**課題 A**.
以下の抜粋について、次の問いに答えてください。
(i) 金曜の天気はどうだったか。
(ii) 暴力団の今を特集していた放送局はどこか。
(iii) 元暴力団員を雇用する企業に助成金を出す仕組みで、昨年度の実績は何人だったか。
**課題 B**.
以下の抜粋の「春にしては雨が少ないと思って」から「肉が弛緩してゆく感覚がある。」までを、両端も含めて一字も変えずに書き写してください。
**課題 C**.
以下の抜粋で、筆者の家族として挙げられている人をすべて書き出してください。

--- 抜粋 ---

仁義なき戦い

春にしては雨が少ないと思っていたら、金曜は一日雨。月曜も花散らしの雨になるという。雨の合間を縫って、この土日は各地の桜の名所が花見客で賑わったことだろう。
▼久々の連休である。月が替わって不思議にケータイも鳴らなくなった。下の子は部活、上の子はデート、妻はまだ実家から戻らない。僕はひとり雨と雨の合間に花見ならぬたまった洗濯物を片づける。あとはもっぱらテレビ鑑賞。時間の無駄遣いのようだが、一種のリハビリである。筋肉が弛緩してゆく感覚がある。
山口組と神戸山口組の対立激化を受け、NHKが暴力団の今を特集していた。資金源を断つ対策が功を奏し、全体としては弱体化しているという。ゲストの蛭子さんの「じゃあこの人たちはどうするんですか?」という質問がワンテンポ早すぎた。貧困ビジネスや診療報酬の不正受給など巧妙化するシノギの手口を紹介していたが、そういうことではないんだな。
▼こういう人たちの受け皿をどうするか。反社会的勢力の問題は、最終的には蛭子さんの質問に集約される。番組は最後に元暴力団員を雇用する企業に助成金を出す仕組みを紹介していた。障碍者や外国人の雇用促進と同じ仕組みだが、昨年度実績は足抜け2000人に対しわずか18人。そりゃそうだ。普通の人でも就職に苦労するご時世なんだから。

--- 抽出した行 ---

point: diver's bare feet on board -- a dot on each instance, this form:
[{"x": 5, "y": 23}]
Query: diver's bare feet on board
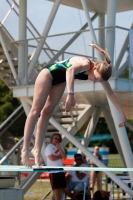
[
  {"x": 25, "y": 158},
  {"x": 37, "y": 157}
]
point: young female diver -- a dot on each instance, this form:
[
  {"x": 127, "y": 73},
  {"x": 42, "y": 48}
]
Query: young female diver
[{"x": 49, "y": 88}]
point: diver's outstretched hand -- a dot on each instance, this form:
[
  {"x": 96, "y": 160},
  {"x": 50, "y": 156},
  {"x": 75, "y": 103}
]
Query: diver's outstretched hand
[
  {"x": 25, "y": 159},
  {"x": 123, "y": 122},
  {"x": 70, "y": 103}
]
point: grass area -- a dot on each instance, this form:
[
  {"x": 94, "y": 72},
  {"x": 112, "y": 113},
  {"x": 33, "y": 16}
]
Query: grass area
[{"x": 40, "y": 188}]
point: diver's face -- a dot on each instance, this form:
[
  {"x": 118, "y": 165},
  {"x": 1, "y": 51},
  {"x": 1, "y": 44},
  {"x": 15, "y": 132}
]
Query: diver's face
[{"x": 94, "y": 76}]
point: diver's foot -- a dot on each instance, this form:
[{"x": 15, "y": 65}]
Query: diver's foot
[
  {"x": 25, "y": 158},
  {"x": 37, "y": 157}
]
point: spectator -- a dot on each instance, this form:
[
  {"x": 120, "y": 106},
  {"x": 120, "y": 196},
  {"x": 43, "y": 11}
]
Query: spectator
[
  {"x": 95, "y": 175},
  {"x": 54, "y": 154},
  {"x": 101, "y": 195},
  {"x": 76, "y": 179}
]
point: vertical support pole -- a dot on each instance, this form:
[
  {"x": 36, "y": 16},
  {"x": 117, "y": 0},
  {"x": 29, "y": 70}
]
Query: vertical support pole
[
  {"x": 101, "y": 32},
  {"x": 86, "y": 10},
  {"x": 110, "y": 33},
  {"x": 22, "y": 36},
  {"x": 44, "y": 34}
]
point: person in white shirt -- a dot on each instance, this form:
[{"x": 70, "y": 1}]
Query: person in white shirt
[
  {"x": 54, "y": 154},
  {"x": 76, "y": 179}
]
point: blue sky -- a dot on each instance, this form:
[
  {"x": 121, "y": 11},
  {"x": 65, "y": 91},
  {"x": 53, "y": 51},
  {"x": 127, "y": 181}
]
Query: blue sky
[{"x": 67, "y": 18}]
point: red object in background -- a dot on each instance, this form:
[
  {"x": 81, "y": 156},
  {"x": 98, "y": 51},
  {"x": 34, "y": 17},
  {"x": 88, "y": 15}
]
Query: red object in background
[{"x": 66, "y": 161}]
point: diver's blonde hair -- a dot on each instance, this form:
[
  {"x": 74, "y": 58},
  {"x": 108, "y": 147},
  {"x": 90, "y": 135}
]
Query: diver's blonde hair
[{"x": 104, "y": 68}]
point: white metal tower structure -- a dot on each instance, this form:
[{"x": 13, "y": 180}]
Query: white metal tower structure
[{"x": 90, "y": 97}]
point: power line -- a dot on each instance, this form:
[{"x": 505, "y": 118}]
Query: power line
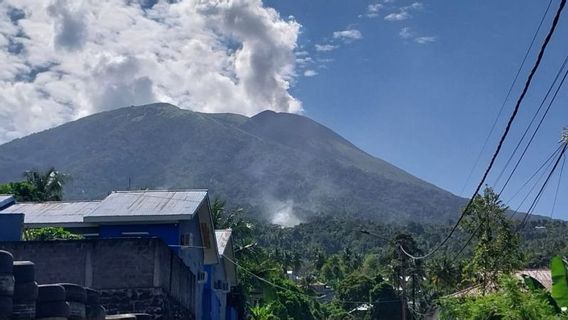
[
  {"x": 474, "y": 233},
  {"x": 534, "y": 186},
  {"x": 503, "y": 137},
  {"x": 530, "y": 124},
  {"x": 557, "y": 187},
  {"x": 533, "y": 205},
  {"x": 534, "y": 174},
  {"x": 506, "y": 97},
  {"x": 298, "y": 292}
]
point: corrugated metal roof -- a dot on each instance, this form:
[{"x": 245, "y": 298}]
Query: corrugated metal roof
[
  {"x": 541, "y": 275},
  {"x": 147, "y": 206},
  {"x": 43, "y": 213},
  {"x": 222, "y": 236},
  {"x": 6, "y": 199}
]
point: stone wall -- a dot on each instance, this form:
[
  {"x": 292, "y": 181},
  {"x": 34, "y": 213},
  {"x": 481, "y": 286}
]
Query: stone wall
[
  {"x": 154, "y": 301},
  {"x": 134, "y": 274}
]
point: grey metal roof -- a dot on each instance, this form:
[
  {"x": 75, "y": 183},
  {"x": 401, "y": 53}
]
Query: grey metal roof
[
  {"x": 222, "y": 236},
  {"x": 130, "y": 206},
  {"x": 6, "y": 199},
  {"x": 56, "y": 213}
]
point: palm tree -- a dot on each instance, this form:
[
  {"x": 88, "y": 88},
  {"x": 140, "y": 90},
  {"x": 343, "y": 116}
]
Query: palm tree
[{"x": 46, "y": 186}]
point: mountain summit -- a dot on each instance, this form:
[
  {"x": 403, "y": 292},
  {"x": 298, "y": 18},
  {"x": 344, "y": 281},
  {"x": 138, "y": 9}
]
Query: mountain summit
[{"x": 285, "y": 167}]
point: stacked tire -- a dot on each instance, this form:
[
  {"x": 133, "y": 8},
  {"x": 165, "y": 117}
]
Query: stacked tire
[
  {"x": 51, "y": 303},
  {"x": 76, "y": 297},
  {"x": 6, "y": 284},
  {"x": 93, "y": 307},
  {"x": 25, "y": 291}
]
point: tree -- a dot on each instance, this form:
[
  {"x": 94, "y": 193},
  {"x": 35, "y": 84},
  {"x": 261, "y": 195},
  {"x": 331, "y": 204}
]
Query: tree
[
  {"x": 496, "y": 250},
  {"x": 49, "y": 233},
  {"x": 444, "y": 274},
  {"x": 512, "y": 301},
  {"x": 38, "y": 186}
]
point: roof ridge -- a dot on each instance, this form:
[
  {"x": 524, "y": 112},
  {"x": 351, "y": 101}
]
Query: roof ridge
[{"x": 160, "y": 190}]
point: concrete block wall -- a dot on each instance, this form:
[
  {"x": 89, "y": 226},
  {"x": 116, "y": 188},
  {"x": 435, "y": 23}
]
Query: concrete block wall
[{"x": 132, "y": 273}]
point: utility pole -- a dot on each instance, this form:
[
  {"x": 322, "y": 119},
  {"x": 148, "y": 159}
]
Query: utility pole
[{"x": 402, "y": 283}]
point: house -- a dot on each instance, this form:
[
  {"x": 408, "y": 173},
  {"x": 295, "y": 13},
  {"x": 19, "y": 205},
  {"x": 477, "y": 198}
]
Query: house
[
  {"x": 225, "y": 273},
  {"x": 182, "y": 219},
  {"x": 543, "y": 276}
]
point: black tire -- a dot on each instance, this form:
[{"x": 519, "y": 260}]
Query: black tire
[
  {"x": 6, "y": 306},
  {"x": 93, "y": 297},
  {"x": 143, "y": 316},
  {"x": 77, "y": 311},
  {"x": 126, "y": 316},
  {"x": 74, "y": 292},
  {"x": 51, "y": 292},
  {"x": 95, "y": 312},
  {"x": 25, "y": 292},
  {"x": 6, "y": 284},
  {"x": 24, "y": 271},
  {"x": 52, "y": 309},
  {"x": 100, "y": 313},
  {"x": 23, "y": 311},
  {"x": 6, "y": 262}
]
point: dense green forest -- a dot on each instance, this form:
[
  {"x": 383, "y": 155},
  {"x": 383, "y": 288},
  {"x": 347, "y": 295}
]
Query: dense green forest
[
  {"x": 361, "y": 263},
  {"x": 332, "y": 267}
]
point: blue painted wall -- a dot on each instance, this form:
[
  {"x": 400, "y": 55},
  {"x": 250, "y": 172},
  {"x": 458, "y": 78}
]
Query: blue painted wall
[
  {"x": 211, "y": 303},
  {"x": 11, "y": 227},
  {"x": 169, "y": 233}
]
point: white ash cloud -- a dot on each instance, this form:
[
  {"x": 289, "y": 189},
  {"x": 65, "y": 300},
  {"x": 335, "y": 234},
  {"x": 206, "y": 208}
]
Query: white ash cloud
[{"x": 61, "y": 60}]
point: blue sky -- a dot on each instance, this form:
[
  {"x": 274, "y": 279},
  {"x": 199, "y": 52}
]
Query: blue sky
[
  {"x": 427, "y": 108},
  {"x": 417, "y": 83}
]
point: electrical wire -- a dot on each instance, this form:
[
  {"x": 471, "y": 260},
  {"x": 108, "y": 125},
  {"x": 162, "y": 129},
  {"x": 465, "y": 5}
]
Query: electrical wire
[
  {"x": 503, "y": 137},
  {"x": 557, "y": 187},
  {"x": 474, "y": 233},
  {"x": 298, "y": 292},
  {"x": 530, "y": 124},
  {"x": 534, "y": 174},
  {"x": 533, "y": 205},
  {"x": 506, "y": 97}
]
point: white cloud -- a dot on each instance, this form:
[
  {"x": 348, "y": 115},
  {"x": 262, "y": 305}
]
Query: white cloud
[
  {"x": 68, "y": 59},
  {"x": 425, "y": 40},
  {"x": 404, "y": 12},
  {"x": 310, "y": 73},
  {"x": 373, "y": 10},
  {"x": 397, "y": 16},
  {"x": 348, "y": 34},
  {"x": 325, "y": 47},
  {"x": 405, "y": 33}
]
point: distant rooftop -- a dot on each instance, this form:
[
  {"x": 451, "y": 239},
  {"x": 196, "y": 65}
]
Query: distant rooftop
[
  {"x": 222, "y": 236},
  {"x": 5, "y": 200},
  {"x": 119, "y": 206}
]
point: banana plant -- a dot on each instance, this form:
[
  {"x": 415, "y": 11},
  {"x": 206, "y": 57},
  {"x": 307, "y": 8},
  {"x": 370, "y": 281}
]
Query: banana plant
[{"x": 559, "y": 282}]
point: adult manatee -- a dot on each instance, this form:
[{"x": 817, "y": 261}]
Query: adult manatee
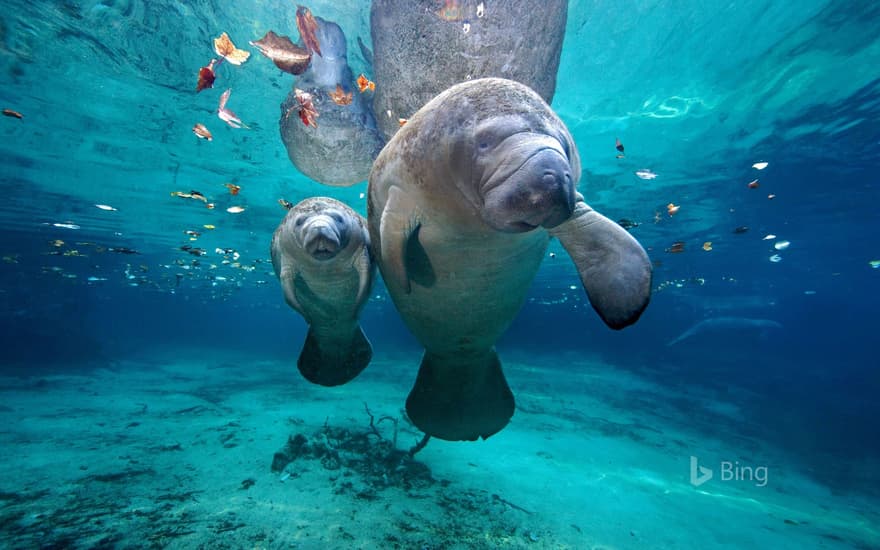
[
  {"x": 463, "y": 201},
  {"x": 421, "y": 47},
  {"x": 320, "y": 253},
  {"x": 342, "y": 148}
]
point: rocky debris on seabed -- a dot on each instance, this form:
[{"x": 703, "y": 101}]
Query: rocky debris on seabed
[{"x": 362, "y": 462}]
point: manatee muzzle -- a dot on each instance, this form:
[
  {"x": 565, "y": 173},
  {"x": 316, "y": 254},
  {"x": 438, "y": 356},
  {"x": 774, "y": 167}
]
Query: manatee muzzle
[
  {"x": 538, "y": 193},
  {"x": 322, "y": 238}
]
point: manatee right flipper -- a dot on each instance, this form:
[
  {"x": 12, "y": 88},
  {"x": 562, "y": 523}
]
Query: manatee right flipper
[
  {"x": 334, "y": 361},
  {"x": 460, "y": 397},
  {"x": 397, "y": 226},
  {"x": 613, "y": 266}
]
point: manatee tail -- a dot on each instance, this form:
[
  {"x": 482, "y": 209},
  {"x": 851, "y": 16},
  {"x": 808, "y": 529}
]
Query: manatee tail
[
  {"x": 333, "y": 362},
  {"x": 460, "y": 397}
]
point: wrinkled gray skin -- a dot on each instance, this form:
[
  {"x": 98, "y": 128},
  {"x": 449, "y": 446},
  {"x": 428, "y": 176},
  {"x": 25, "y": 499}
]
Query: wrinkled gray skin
[
  {"x": 321, "y": 256},
  {"x": 341, "y": 149},
  {"x": 417, "y": 54},
  {"x": 463, "y": 201}
]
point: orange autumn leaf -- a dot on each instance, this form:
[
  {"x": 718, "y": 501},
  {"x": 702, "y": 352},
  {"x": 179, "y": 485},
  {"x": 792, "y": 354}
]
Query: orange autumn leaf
[
  {"x": 206, "y": 76},
  {"x": 226, "y": 49},
  {"x": 307, "y": 26},
  {"x": 202, "y": 131},
  {"x": 365, "y": 84}
]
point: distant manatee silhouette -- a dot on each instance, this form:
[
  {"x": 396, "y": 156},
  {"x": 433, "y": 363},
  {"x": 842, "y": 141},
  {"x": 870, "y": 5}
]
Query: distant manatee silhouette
[{"x": 717, "y": 325}]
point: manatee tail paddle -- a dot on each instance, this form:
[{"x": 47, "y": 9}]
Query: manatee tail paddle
[
  {"x": 334, "y": 361},
  {"x": 460, "y": 397}
]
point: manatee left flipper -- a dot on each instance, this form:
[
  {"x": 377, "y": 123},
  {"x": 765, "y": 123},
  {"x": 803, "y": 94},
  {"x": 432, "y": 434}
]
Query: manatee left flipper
[
  {"x": 365, "y": 269},
  {"x": 613, "y": 266}
]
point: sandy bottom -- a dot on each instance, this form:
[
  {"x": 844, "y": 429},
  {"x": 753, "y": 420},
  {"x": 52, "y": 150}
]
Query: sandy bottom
[{"x": 178, "y": 453}]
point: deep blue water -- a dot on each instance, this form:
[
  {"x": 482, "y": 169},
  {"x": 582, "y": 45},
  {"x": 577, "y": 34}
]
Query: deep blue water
[{"x": 698, "y": 93}]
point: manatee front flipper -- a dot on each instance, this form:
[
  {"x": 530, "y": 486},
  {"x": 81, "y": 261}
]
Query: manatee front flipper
[
  {"x": 333, "y": 360},
  {"x": 398, "y": 224},
  {"x": 460, "y": 397},
  {"x": 613, "y": 266}
]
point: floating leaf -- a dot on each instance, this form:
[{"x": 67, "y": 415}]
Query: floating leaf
[
  {"x": 286, "y": 55},
  {"x": 206, "y": 76},
  {"x": 226, "y": 115},
  {"x": 365, "y": 84},
  {"x": 307, "y": 26},
  {"x": 226, "y": 49},
  {"x": 201, "y": 131},
  {"x": 339, "y": 97}
]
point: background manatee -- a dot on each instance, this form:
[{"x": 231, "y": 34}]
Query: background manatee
[
  {"x": 420, "y": 48},
  {"x": 341, "y": 149}
]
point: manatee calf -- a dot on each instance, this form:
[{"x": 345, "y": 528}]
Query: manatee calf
[
  {"x": 341, "y": 150},
  {"x": 722, "y": 325},
  {"x": 463, "y": 201},
  {"x": 321, "y": 256},
  {"x": 421, "y": 47}
]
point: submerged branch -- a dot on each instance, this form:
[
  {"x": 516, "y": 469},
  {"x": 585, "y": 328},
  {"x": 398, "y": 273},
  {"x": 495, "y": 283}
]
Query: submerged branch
[{"x": 419, "y": 446}]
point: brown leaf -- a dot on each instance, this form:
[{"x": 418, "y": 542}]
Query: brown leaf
[
  {"x": 307, "y": 26},
  {"x": 286, "y": 55},
  {"x": 226, "y": 49},
  {"x": 206, "y": 77}
]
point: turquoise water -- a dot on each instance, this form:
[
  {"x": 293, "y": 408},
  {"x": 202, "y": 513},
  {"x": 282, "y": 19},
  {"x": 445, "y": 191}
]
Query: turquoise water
[{"x": 102, "y": 310}]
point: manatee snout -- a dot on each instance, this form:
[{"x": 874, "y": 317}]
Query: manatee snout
[
  {"x": 540, "y": 193},
  {"x": 322, "y": 238}
]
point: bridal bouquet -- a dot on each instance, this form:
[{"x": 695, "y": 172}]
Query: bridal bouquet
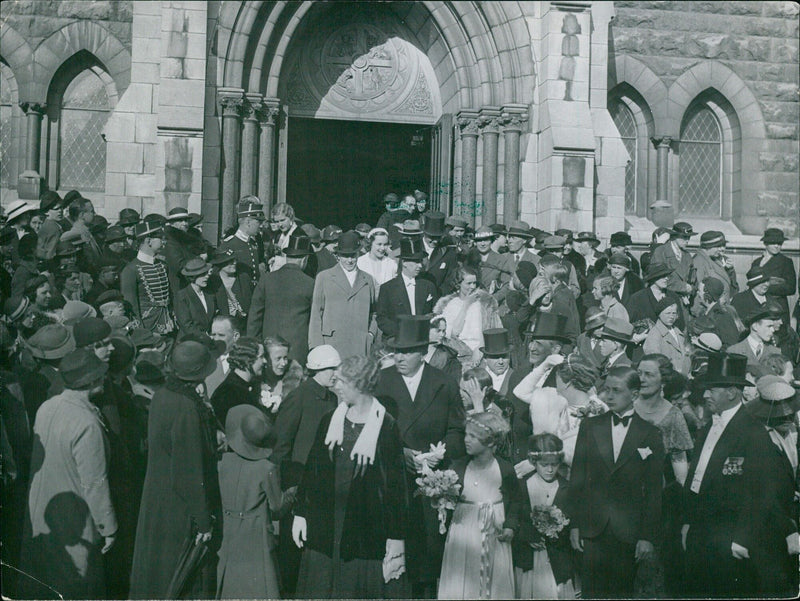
[{"x": 443, "y": 489}]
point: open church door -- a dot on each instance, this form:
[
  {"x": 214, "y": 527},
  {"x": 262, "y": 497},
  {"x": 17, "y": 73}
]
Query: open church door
[{"x": 441, "y": 190}]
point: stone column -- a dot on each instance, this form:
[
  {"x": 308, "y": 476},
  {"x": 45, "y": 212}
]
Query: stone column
[
  {"x": 249, "y": 177},
  {"x": 490, "y": 131},
  {"x": 268, "y": 116},
  {"x": 512, "y": 123},
  {"x": 468, "y": 126},
  {"x": 231, "y": 102}
]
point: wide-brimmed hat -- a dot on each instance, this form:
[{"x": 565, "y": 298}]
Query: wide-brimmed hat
[
  {"x": 433, "y": 224},
  {"x": 712, "y": 239},
  {"x": 52, "y": 341},
  {"x": 349, "y": 243},
  {"x": 726, "y": 369},
  {"x": 128, "y": 217},
  {"x": 617, "y": 329},
  {"x": 413, "y": 332},
  {"x": 620, "y": 239},
  {"x": 412, "y": 249},
  {"x": 496, "y": 342},
  {"x": 50, "y": 199},
  {"x": 80, "y": 368},
  {"x": 549, "y": 326},
  {"x": 773, "y": 235},
  {"x": 17, "y": 209},
  {"x": 656, "y": 271},
  {"x": 192, "y": 361},
  {"x": 323, "y": 356},
  {"x": 519, "y": 229},
  {"x": 299, "y": 246},
  {"x": 682, "y": 230},
  {"x": 195, "y": 267},
  {"x": 248, "y": 432},
  {"x": 776, "y": 398}
]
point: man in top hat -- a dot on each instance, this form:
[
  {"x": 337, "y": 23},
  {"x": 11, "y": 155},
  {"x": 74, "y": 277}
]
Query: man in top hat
[
  {"x": 620, "y": 243},
  {"x": 281, "y": 304},
  {"x": 245, "y": 245},
  {"x": 674, "y": 254},
  {"x": 496, "y": 269},
  {"x": 428, "y": 408},
  {"x": 342, "y": 308},
  {"x": 778, "y": 268},
  {"x": 727, "y": 489},
  {"x": 776, "y": 407},
  {"x": 406, "y": 294},
  {"x": 144, "y": 281},
  {"x": 761, "y": 324},
  {"x": 50, "y": 233}
]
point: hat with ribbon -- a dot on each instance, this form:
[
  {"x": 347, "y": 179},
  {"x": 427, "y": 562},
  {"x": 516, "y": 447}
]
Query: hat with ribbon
[
  {"x": 299, "y": 246},
  {"x": 248, "y": 432},
  {"x": 195, "y": 267},
  {"x": 192, "y": 361},
  {"x": 52, "y": 341},
  {"x": 549, "y": 326},
  {"x": 433, "y": 224},
  {"x": 773, "y": 235},
  {"x": 81, "y": 368},
  {"x": 712, "y": 239},
  {"x": 323, "y": 356},
  {"x": 412, "y": 249},
  {"x": 413, "y": 332},
  {"x": 496, "y": 342},
  {"x": 726, "y": 369},
  {"x": 617, "y": 329}
]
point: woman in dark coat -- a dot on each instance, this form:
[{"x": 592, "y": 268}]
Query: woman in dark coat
[
  {"x": 350, "y": 514},
  {"x": 181, "y": 491}
]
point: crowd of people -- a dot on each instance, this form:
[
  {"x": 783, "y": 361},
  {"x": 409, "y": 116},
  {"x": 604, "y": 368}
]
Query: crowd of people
[{"x": 264, "y": 419}]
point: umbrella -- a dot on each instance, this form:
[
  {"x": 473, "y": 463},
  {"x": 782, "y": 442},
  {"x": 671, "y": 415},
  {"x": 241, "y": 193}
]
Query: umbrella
[{"x": 190, "y": 558}]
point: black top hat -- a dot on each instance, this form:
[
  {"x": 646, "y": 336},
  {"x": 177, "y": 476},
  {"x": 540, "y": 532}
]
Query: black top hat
[
  {"x": 413, "y": 332},
  {"x": 496, "y": 342},
  {"x": 433, "y": 225},
  {"x": 620, "y": 239},
  {"x": 299, "y": 246},
  {"x": 349, "y": 243},
  {"x": 411, "y": 249},
  {"x": 773, "y": 235},
  {"x": 726, "y": 369},
  {"x": 549, "y": 326}
]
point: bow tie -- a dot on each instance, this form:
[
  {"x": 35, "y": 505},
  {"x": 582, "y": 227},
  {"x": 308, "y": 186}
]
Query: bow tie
[{"x": 624, "y": 420}]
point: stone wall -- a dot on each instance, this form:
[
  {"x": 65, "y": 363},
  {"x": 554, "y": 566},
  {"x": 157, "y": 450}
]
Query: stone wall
[{"x": 758, "y": 41}]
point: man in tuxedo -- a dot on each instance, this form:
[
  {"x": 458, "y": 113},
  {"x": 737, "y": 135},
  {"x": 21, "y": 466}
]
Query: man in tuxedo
[
  {"x": 615, "y": 490},
  {"x": 406, "y": 294},
  {"x": 726, "y": 488},
  {"x": 427, "y": 406}
]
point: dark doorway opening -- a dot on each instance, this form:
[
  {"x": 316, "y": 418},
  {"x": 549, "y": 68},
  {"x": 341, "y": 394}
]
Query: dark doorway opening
[{"x": 339, "y": 171}]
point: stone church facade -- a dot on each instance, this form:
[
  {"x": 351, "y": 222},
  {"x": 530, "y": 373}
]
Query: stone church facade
[{"x": 569, "y": 113}]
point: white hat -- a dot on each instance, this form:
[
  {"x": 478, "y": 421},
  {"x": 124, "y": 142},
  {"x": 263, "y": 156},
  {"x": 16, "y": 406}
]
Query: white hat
[
  {"x": 18, "y": 208},
  {"x": 323, "y": 357}
]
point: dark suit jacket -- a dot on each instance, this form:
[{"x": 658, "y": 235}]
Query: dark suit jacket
[
  {"x": 436, "y": 415},
  {"x": 189, "y": 311},
  {"x": 393, "y": 302},
  {"x": 281, "y": 306},
  {"x": 625, "y": 495}
]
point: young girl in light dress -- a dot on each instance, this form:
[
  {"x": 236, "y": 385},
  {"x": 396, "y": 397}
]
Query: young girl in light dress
[
  {"x": 477, "y": 554},
  {"x": 543, "y": 567}
]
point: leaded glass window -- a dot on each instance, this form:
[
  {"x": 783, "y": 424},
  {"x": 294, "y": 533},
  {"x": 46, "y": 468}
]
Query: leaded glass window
[
  {"x": 626, "y": 124},
  {"x": 701, "y": 165},
  {"x": 84, "y": 111}
]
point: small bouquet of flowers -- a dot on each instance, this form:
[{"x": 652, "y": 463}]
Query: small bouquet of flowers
[
  {"x": 442, "y": 488},
  {"x": 548, "y": 521}
]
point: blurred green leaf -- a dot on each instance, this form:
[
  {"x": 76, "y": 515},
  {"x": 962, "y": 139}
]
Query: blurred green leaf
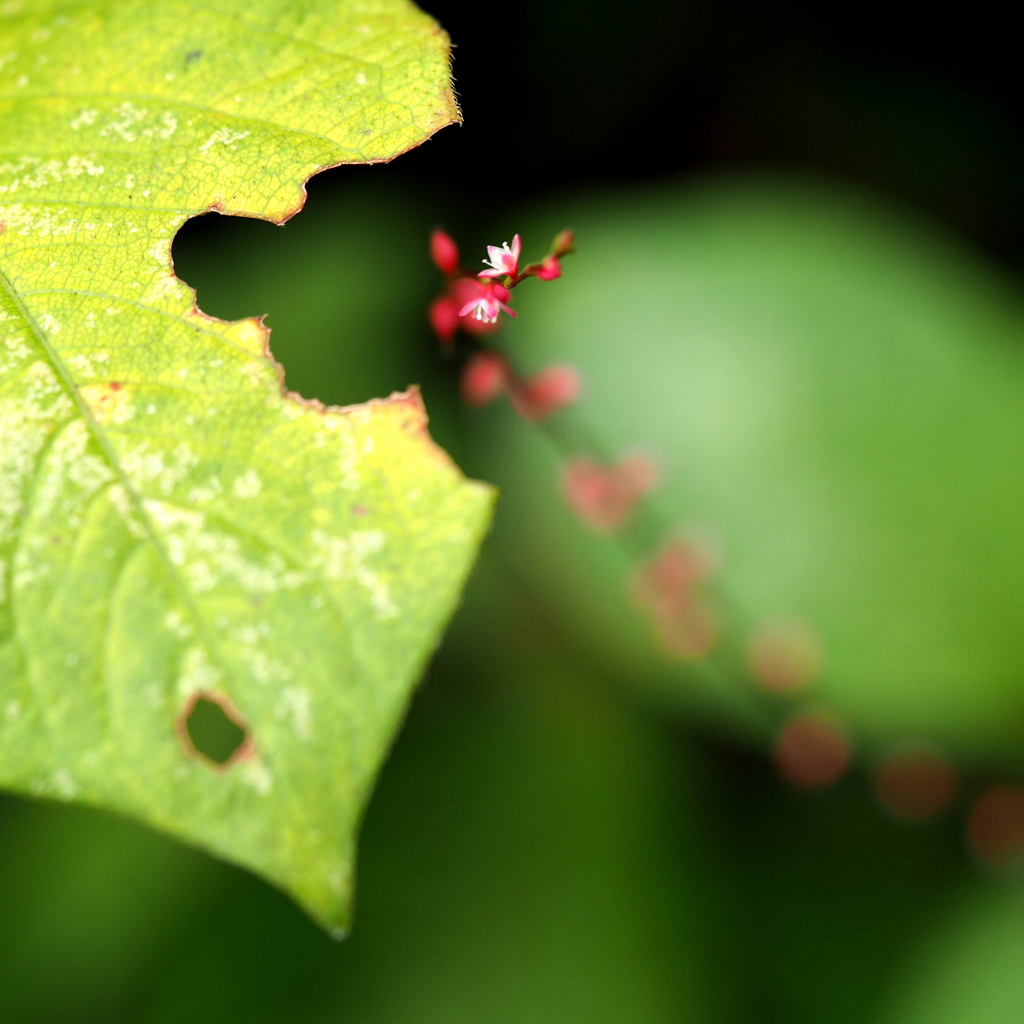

---

**解答 A**.
(i) 一日雨だった。
(ii) NHK
(iii) 18人

**解答 B**.
春にしては雨が少ないと思っていたら、金曜は一日雨。月曜も花散らしの雨になるという。雨の合間を縫って、この土日は各地の桜の名所が花見客で賑わったことだろう。
▼久々の連休である。月が替わって不思議にケータイも鳴らなくなった。下の子は部活、上の子はデート、妻はまだ実家から戻らない。僕はひとり雨と雨の合間に花見ならぬたまった洗濯物を片づける。あとはもっぱらテレビ鑑賞。時間の無駄遣いのようだが、一種のリハビリである。筋肉が弛緩してゆく感覚がある。

**解答 C**.
下の子、上の子、妻